### [Short task 1]
Please copy out every line of the records below, requests and all, increasing each bounding-box coordinate in the answers by 103.

### [Passage shown]
= = = =

This pattern is shown in the following diagram:
Figure 1.1 – MVC pattern diagram
Patterns such as these have been defined at many levels of abstraction and for many different platforms.
References
Take a look look at the following resources to get a good introduction to the various patterns that you can apply from a Salesforce perspective:
The integration patterns guide lists all the main patterns you should use when designing Salesforce integrations: https://developer.salesforce.com/docs/atlas.en-us.integration_patterns_and_practices.meta/integration_patterns_and_practices/integ_pat_intro_overview.htm. In a Salesforce world, this may be the most commonly referenced set of patterns as they’re ubiquitous for integration design.
The book Apex Design Patterns from Packt, by Anshul Verma and Jitendra Zaa, provides patterns at the software design level and the concrete code level for the Apex language.
The Salesforce Architects site, while new, contains a range of patterns across domains, from code-level specifics to reference architectures and solution kits to good patterns for selecting governance: https://architect.salesforce.com/design/#design-patterns.
The point is that we have lots of good patterns to choose from on the Salesforce platform, many of which are provided by Salesforce themselves, though others are provided by the wider community. Many patterns that apply to other platforms are also relevant to us and we learn much by studying them.

= = = =

### [Data supplied]
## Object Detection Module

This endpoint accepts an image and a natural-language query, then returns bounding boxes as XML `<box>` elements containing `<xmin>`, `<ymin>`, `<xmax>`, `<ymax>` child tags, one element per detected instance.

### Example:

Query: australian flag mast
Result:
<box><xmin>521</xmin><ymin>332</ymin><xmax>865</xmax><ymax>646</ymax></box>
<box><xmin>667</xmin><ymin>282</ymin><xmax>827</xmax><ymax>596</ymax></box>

= = = =

### [Short task 2]
Translate this sentence from the passage on Salesforce patterns above into Spanish: "Patterns such as these have been defined at many levels of abstraction and for many different platforms."

### [Final answer 1]
## Object Detection Module

This endpoint accepts an image and a natural-language query, then returns bounding boxes as XML `<box>` elements containing `<xmin>`, `<ymin>`, `<xmax>`, `<ymax>` child tags, one element per detected instance.

### Example:

Query: australian flag mast
Result:
<box><xmin>624</xmin><ymin>435</ymin><xmax>968</xmax><ymax>749</ymax></box>
<box><xmin>770</xmin><ymin>385</ymin><xmax>930</xmax><ymax>699</ymax></box>

### [Final answer 2]
Se han definido patrones como estos en muchos niveles de abstracción y para muchas plataformas diferentes.